- [Data entries]:
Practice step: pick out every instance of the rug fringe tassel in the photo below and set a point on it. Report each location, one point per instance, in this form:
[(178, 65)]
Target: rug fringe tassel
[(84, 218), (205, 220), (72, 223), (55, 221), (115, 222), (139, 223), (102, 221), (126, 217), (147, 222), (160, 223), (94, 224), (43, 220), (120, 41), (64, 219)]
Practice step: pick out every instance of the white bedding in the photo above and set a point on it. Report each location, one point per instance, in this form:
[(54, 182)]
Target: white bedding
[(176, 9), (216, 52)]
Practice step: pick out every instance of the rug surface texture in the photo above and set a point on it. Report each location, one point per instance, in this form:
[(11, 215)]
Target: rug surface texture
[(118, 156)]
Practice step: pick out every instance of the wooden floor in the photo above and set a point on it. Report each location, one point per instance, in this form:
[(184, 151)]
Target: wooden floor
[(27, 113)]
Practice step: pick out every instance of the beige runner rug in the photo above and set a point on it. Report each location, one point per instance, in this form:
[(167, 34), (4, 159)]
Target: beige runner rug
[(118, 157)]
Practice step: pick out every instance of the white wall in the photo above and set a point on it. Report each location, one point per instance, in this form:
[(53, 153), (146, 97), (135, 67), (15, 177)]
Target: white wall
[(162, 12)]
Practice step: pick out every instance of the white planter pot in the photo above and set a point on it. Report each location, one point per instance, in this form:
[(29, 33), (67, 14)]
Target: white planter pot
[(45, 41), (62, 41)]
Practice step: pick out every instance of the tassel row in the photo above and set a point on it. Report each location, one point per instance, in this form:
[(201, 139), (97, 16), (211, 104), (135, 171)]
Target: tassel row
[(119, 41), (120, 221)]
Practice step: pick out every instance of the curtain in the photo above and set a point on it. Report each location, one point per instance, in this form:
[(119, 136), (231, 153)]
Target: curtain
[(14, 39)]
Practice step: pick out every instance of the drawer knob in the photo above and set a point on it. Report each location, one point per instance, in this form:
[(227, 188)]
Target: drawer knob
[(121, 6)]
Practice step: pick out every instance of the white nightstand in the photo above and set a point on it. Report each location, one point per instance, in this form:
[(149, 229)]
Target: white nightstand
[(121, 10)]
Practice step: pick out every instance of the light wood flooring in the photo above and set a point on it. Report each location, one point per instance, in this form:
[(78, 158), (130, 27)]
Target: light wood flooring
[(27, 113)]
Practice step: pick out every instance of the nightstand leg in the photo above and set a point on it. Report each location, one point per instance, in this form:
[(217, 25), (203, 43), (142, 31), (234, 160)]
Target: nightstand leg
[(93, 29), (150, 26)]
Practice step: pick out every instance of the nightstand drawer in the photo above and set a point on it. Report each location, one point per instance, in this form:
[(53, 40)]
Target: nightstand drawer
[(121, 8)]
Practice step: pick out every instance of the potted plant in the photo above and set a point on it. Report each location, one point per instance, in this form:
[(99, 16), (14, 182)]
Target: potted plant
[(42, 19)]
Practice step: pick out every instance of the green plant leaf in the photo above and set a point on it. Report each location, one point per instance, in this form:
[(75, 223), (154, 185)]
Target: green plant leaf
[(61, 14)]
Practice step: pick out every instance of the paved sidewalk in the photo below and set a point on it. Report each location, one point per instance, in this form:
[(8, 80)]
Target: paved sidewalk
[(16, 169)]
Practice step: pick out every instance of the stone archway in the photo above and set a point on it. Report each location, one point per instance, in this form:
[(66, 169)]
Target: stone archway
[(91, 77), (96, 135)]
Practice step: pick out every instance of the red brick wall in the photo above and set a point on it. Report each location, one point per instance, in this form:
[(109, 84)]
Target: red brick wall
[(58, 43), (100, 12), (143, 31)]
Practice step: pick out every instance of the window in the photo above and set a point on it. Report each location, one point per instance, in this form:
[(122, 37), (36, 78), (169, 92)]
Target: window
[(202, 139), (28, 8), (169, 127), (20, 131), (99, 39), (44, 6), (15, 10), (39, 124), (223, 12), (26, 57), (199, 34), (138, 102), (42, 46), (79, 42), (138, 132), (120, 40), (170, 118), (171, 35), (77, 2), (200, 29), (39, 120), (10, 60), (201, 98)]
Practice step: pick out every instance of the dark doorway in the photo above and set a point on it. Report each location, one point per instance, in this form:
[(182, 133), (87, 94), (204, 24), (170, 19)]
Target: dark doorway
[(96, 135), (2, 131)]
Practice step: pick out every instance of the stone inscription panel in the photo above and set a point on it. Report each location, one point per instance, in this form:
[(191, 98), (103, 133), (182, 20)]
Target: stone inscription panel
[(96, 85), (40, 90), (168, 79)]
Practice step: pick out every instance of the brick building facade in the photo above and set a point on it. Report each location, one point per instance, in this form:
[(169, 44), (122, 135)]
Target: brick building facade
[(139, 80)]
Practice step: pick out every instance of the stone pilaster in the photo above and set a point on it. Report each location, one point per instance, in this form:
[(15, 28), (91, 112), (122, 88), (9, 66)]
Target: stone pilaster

- [Task instructions]:
Reproduce the listing verbatim, starting at the line containing "Practice step: pick out every instance of the rug surface" and ending at the line containing "[(45, 41), (62, 41)]", with both of those lines included.

- [Answer]:
Practice step: pick out every instance of the rug surface texture in the photo above and set a point on it. Report each location, one point per instance, in this form:
[(11, 215)]
Target: rug surface texture
[(118, 156)]
Practice step: pick out every instance of the wooden floor in the photo above and set a point on it. Report each location, one point per instance, in this form:
[(184, 151)]
Target: wooden floor
[(27, 113)]
Practice step: pick out every instance of the beige runner rug in the photo above and set a point on it. Report each location, one point per instance, in this form:
[(167, 34), (4, 159)]
Target: beige runner rug
[(118, 157)]
Practice step: pick out every instance of the white wall in the photo above and set a point on it. Report each location, one point per instance, in this form:
[(53, 153), (146, 97), (135, 67), (15, 177)]
Target: white wall
[(162, 12)]
Practice step: pick out every instance of the white planter pot in the photo above and set a point on it. Report each location, one point per instance, in this form:
[(29, 33), (67, 14)]
Target: white planter pot
[(45, 41), (62, 41)]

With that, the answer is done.